QUOTED PASSAGE =
▬▬▬

= Patch (computing) =

Data and process for mutating a software resource to a desired state

A patch is data for modifying an existing software resource such as a program or a file, often to fix bugs and security vulnerabilities. To patch is also the process of applying the data to the existing resource. Patching a system involves applying a patch. A patch may be created to improve functionality, usability, or performance. A patch may be created manually, but commonly it is created via a tool that compares two versions of the resource and generates data that can be used to transform one to the other.

Typically, a patch needs to be applied to the specific version of the resource it is intended to modify, although there are exceptions. Some patching tools can detect the version of the existing resource and apply the appropriate patch, even if it supports multiple versions. As more patches are released, their cumulative size can grow significantly, sometimes exceeding the size of the resource itself. To manage this, the number of supported versions may be limited, or a complete copy of the resource might be provided instead.

Patching allows for modifying a binary executable. Although this can be technically challenging (requires a thorough understanding of the workings of the executable), it may be feasible when the source code is unavailable to build a full executable, and it allows for a smaller distribution which can be more economical than distributing full files.

▬▬▬

RECORDS =
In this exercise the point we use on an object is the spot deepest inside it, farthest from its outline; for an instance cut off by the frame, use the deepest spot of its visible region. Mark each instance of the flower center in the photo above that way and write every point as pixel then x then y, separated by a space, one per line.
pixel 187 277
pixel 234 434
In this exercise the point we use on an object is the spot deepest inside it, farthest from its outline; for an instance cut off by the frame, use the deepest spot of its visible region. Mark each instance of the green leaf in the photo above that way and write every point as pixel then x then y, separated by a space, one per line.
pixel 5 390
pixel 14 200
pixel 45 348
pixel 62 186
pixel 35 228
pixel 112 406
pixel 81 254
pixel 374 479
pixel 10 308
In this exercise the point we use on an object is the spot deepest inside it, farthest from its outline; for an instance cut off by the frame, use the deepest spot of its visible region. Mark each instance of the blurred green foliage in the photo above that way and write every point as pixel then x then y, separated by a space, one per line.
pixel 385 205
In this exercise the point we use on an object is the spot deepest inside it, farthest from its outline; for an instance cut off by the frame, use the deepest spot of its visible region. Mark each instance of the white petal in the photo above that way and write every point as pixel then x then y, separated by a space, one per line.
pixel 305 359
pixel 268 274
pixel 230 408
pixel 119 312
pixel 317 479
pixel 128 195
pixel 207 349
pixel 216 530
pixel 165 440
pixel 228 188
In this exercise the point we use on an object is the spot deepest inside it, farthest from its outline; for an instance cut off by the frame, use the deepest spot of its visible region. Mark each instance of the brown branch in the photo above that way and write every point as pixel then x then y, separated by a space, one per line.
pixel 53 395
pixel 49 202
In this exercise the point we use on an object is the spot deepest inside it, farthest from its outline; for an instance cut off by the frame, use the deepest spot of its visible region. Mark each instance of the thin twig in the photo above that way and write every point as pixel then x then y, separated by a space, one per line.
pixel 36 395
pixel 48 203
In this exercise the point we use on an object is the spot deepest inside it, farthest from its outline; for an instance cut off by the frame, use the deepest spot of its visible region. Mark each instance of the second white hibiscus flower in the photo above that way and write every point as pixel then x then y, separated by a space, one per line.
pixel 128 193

▬▬▬

PROBLEM 1 =
Answer these questions using the article on software patches:
(a) What does the tool that commonly creates a patch compare?
(b) What two measures does the article give for managing the growing cumulative size of patches?
(c) Under what condition does the article say patching a binary executable may be feasible?
PROBLEM 2 =
Write a continuation of the article on software patches, starting after its last sentence.

TASK OUTPUT 1 =
(a) It compares two versions of the resource and generates data that can be used to transform one into the other.
(b) The number of supported versions may be limited, or a complete copy of the resource might be provided instead.
(c) It may be feasible when the source code is unavailable to build a full executable.

TASK OUTPUT 2 =
Although often intended to fix problems, a patch can introduce new problems – a scenario called software regression. In some cases, an update intentionally disables functionality, for instance, by removing aspects for which the consumer is no longer licensed. Patch management is a part of lifecycle management, and involves a strategy and planning of what patches should be applied to which systems and at what times. Typically, a patch is applied in a permanent way (i.e. to storage), but in some cases, a patch is applied to memory (i.e. via a tool such as a debugger) in which case the change is lost when the resource is reloaded from storage.

Software update is sometimes conflated with patch even though they are not synonyms. An update can be implemented using patch files and the patching process. Also, some may contend that patching is not limited to modifying file content – that adding, removing and replacing whole files is patching. Typically, patch connotates a relatively small change, so a patch that is large in size or scope may be called the more general software update or another more specific name such as service pack. Windows NT and its successors (including Windows 2000, Windows XP, Windows Vista and Windows 7) use service pack. Historically, IBM used the terms FixPak and Corrective Service Diskette for such updates.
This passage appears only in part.